### ABOUT THIS EXERCISE
Write out the following listing's lines from the one with "Could you please point out the bare" to the one with "Could you please point out the grey", exactly, with both included and no others.

### DATA EXTRACT
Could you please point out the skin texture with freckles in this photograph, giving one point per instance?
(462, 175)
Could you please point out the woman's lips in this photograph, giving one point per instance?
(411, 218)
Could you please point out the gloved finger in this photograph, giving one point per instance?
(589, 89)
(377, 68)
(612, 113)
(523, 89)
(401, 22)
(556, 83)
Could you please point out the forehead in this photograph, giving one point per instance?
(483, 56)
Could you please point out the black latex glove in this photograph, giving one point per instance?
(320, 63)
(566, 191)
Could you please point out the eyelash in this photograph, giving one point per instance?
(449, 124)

* * *

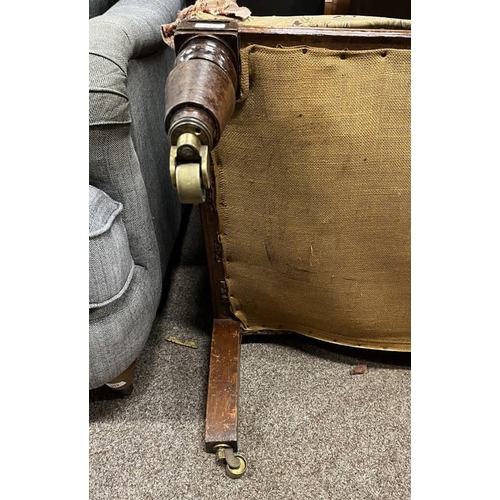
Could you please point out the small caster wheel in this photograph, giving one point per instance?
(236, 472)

...

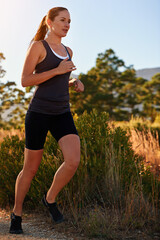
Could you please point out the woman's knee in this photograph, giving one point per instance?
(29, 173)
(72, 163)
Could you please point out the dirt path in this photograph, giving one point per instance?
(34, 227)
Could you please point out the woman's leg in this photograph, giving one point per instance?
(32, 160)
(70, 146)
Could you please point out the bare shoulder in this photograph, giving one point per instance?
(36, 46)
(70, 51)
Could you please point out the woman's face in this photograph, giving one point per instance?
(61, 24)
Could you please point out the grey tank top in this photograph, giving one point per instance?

### SOLUTION FOR THIS TASK
Could you please point out the bare shoulder in this photograph, giving one point per instance?
(36, 46)
(70, 51)
Could you please point out the woman's face in this photograph, giving one point per instance?
(61, 24)
Could you please point out the grey tank top in this photograph, giving one point per instance?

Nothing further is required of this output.